● Description of the task
Render the stretch of the data below from the line containing "light strip is captured. Provide corrected boxes." through the line containing "xmin=81 ymin=387 xmax=921 ymax=419" as a JSON list of strings, one string per line and blank lines omitted.

● Provided records
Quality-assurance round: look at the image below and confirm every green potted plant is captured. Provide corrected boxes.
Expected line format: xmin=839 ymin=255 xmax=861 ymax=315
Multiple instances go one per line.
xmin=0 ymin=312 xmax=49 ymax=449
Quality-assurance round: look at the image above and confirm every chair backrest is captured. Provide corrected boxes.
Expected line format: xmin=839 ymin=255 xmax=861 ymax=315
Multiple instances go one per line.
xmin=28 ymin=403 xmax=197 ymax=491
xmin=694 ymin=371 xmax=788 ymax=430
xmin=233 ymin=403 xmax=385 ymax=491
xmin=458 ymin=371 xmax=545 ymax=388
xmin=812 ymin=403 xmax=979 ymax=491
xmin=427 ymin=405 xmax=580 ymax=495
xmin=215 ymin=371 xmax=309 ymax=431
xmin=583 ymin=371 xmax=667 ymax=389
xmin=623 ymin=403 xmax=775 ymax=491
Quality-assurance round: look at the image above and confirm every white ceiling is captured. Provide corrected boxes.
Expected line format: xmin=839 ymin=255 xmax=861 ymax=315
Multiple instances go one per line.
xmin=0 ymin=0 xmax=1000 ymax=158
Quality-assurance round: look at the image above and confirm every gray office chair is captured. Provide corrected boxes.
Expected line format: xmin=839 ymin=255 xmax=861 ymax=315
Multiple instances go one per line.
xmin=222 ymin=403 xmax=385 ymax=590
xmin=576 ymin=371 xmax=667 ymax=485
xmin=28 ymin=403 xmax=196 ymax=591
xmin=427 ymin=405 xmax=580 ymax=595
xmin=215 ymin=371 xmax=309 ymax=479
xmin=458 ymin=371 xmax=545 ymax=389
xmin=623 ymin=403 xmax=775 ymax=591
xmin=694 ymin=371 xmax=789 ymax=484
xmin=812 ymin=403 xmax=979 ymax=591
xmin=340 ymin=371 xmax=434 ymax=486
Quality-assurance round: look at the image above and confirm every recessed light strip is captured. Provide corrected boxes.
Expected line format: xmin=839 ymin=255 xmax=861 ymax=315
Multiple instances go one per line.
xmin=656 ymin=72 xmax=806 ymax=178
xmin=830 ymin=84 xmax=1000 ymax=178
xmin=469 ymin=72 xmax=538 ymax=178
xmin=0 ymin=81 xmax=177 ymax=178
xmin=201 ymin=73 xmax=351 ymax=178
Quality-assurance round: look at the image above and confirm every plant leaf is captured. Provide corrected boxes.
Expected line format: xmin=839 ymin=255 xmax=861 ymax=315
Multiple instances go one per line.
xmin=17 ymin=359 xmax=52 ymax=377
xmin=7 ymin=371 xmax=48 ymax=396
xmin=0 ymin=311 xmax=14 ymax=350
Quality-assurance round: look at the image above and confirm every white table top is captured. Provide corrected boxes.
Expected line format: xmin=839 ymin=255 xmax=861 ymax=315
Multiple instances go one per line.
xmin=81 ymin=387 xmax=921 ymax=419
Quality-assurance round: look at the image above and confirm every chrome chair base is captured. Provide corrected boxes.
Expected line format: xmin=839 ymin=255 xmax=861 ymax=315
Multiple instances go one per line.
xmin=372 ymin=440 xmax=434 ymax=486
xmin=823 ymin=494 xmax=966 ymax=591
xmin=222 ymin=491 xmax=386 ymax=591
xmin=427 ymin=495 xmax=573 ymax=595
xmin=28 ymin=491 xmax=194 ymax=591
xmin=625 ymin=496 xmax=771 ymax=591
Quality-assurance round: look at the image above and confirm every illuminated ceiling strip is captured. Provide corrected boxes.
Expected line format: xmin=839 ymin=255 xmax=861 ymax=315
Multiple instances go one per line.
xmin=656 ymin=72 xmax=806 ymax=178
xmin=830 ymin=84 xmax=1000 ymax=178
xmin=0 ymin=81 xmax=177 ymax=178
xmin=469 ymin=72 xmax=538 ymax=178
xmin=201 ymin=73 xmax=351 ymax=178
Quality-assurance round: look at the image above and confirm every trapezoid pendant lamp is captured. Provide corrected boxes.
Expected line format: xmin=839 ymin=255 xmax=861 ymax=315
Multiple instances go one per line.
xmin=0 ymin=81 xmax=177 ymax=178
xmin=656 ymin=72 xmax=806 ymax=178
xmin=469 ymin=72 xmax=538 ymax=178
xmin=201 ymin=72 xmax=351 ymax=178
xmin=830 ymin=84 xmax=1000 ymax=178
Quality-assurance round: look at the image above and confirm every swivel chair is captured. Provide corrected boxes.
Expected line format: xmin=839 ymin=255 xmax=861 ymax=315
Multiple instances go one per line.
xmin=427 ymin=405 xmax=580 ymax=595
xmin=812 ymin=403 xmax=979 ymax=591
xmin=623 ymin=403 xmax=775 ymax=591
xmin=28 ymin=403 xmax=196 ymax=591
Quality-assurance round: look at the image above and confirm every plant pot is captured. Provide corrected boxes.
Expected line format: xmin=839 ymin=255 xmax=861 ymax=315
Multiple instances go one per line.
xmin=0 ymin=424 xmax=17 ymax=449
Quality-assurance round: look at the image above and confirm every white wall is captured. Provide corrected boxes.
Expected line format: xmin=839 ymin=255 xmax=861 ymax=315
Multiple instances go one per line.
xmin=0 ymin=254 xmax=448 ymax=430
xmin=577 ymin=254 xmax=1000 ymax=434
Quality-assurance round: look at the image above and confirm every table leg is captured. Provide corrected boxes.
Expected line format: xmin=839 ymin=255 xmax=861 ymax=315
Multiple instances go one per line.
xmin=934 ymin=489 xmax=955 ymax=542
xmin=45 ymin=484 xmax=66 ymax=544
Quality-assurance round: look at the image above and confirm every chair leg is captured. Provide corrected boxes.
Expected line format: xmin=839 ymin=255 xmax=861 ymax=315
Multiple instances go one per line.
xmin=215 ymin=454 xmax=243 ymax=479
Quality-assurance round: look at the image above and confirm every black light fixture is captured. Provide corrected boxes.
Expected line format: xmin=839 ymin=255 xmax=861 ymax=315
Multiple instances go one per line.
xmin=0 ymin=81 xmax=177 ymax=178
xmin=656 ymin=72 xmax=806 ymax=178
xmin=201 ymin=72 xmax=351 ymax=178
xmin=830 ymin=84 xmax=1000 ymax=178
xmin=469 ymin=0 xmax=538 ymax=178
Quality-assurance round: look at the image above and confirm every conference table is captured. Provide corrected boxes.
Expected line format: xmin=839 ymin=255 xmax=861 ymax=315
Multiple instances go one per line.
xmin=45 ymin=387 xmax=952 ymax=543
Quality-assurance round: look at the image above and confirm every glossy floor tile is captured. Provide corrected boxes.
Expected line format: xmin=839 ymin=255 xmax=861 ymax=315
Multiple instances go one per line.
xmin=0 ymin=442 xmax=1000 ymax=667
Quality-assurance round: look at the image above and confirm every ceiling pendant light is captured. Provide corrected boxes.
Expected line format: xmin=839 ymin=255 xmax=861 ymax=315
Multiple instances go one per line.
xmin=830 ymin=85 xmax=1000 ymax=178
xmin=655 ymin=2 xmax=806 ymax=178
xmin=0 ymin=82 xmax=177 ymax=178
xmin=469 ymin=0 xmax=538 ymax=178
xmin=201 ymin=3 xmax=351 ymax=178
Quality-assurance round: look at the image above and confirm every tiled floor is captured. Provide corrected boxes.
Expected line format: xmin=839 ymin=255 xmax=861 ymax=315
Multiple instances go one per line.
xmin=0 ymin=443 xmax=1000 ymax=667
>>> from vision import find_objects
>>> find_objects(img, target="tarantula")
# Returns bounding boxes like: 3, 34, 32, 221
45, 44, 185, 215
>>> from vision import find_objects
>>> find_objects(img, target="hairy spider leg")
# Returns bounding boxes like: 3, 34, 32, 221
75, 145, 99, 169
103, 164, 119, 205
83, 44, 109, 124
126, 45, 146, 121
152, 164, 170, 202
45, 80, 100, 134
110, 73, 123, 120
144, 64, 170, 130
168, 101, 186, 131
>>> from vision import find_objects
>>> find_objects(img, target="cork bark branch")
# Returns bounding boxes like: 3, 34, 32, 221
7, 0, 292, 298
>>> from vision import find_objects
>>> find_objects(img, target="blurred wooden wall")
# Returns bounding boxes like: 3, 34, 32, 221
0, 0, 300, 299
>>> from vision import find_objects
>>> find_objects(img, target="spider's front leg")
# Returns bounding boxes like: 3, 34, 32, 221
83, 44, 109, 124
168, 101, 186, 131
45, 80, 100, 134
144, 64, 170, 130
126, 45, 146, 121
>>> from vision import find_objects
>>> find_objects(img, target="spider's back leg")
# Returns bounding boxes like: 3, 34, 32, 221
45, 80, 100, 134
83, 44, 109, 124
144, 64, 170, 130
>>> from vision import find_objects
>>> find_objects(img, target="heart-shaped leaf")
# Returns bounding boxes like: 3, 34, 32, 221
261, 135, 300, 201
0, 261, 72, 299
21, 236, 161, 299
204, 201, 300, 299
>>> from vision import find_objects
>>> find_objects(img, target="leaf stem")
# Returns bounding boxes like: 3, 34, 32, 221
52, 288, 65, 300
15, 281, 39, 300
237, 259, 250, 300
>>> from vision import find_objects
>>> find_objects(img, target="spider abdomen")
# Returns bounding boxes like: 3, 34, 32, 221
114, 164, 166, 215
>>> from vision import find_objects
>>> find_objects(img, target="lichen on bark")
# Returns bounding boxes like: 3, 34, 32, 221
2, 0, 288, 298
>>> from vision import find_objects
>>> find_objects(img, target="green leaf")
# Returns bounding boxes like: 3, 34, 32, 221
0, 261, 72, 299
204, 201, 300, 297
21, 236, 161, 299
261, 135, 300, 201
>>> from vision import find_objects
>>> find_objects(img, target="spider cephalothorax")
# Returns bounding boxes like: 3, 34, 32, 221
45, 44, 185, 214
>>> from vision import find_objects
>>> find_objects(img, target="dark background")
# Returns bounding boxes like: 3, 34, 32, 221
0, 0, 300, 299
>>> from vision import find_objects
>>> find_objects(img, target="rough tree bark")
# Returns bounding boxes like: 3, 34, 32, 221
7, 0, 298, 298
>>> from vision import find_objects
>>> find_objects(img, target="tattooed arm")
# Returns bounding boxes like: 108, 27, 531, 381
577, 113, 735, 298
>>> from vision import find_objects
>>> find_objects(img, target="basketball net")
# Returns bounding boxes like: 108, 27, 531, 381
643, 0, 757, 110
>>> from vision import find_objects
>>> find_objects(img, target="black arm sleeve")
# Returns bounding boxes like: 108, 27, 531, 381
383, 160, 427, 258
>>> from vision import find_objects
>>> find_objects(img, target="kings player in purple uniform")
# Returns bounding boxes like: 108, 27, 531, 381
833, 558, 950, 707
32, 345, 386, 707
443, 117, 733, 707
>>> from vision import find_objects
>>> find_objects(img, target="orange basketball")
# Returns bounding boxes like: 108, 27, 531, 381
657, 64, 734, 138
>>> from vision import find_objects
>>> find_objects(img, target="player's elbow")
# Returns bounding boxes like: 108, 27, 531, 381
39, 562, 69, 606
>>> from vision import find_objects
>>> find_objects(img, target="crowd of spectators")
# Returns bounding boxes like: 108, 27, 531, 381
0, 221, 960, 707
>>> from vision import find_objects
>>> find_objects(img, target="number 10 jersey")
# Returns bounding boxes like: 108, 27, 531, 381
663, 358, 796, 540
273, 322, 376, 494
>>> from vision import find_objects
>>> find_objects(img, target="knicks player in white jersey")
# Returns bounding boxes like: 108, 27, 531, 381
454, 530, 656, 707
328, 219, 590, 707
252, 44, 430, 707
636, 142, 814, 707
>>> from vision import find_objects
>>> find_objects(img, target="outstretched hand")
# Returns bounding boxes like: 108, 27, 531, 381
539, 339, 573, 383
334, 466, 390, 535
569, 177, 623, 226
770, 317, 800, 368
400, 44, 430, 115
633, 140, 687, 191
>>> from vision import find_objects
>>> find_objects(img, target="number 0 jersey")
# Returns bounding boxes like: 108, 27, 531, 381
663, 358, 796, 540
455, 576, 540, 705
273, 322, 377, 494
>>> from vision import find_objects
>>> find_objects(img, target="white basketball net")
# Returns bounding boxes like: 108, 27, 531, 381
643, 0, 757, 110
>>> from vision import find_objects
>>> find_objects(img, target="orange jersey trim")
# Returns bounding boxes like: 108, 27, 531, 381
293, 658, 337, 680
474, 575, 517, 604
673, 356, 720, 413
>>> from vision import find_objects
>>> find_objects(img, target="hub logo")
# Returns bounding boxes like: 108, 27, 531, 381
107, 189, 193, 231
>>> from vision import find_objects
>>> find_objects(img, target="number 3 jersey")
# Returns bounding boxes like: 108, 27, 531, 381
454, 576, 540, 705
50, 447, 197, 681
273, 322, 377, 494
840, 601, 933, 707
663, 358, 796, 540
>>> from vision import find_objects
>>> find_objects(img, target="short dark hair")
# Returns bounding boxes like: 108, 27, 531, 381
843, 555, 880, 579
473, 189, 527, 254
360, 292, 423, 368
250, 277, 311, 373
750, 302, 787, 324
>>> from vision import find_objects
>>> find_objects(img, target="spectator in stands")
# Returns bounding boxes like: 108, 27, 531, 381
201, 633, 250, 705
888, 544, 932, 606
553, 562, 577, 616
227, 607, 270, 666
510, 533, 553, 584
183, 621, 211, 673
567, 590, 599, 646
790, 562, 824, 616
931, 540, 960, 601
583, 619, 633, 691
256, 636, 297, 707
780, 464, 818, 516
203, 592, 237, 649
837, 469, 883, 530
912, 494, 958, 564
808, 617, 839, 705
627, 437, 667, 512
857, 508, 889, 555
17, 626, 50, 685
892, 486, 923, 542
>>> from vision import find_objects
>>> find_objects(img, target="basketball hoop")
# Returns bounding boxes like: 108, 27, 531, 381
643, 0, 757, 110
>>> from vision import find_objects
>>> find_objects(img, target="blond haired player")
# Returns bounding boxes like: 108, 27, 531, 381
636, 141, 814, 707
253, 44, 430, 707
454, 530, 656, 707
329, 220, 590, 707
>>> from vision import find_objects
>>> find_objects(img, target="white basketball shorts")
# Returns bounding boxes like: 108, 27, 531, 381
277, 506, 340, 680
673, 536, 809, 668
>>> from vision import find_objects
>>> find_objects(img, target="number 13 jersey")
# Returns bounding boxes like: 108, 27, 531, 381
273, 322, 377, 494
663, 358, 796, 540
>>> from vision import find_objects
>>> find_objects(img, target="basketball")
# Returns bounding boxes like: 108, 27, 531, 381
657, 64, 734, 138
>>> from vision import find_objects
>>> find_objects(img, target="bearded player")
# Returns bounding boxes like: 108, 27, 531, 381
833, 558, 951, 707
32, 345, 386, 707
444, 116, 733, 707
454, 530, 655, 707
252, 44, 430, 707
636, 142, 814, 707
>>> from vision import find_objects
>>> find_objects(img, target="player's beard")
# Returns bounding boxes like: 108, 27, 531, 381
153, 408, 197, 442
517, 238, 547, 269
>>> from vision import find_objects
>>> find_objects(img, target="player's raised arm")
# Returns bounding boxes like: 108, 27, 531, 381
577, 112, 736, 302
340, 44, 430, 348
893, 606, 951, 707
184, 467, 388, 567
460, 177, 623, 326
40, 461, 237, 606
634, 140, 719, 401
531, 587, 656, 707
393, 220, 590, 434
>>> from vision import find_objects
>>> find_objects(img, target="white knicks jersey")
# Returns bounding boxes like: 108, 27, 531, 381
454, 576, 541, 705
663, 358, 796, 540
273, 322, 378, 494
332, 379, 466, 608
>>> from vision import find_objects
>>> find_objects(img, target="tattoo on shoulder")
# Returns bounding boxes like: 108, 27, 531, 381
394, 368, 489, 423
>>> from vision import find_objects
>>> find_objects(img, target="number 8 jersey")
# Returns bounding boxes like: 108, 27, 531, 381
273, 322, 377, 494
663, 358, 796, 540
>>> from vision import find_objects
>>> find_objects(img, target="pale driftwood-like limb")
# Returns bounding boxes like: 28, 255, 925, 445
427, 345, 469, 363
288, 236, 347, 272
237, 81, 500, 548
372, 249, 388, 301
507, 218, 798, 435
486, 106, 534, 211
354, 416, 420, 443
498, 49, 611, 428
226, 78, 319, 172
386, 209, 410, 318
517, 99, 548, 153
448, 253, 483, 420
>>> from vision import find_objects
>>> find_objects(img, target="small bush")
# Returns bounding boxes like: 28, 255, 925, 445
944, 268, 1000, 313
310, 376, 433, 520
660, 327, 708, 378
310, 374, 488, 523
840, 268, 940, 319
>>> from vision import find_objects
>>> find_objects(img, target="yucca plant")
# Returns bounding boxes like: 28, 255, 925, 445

● Response
[
  "Quality-assurance round: look at the image above and confirm every recessed light strip is captured. Provide corrected boxes.",
  "Expected line format: xmin=839 ymin=255 xmax=861 ymax=315",
  "Multiple instances go one per line.",
  "xmin=656 ymin=72 xmax=806 ymax=178",
  "xmin=830 ymin=84 xmax=1000 ymax=178",
  "xmin=469 ymin=72 xmax=538 ymax=178",
  "xmin=0 ymin=81 xmax=177 ymax=178",
  "xmin=201 ymin=73 xmax=351 ymax=178",
  "Quality-assurance round: look at the image above and confirm every plant leaf is captured. Provide corrected boxes.",
  "Expected line format: xmin=839 ymin=255 xmax=861 ymax=315",
  "Multiple instances go one per line.",
  "xmin=17 ymin=359 xmax=52 ymax=377",
  "xmin=7 ymin=371 xmax=48 ymax=396",
  "xmin=0 ymin=311 xmax=14 ymax=350",
  "Quality-assurance round: look at the image above and confirm every white table top is captured. Provide corrected boxes.",
  "Expected line format: xmin=839 ymin=255 xmax=861 ymax=315",
  "Multiple instances go one per line.",
  "xmin=81 ymin=387 xmax=921 ymax=419"
]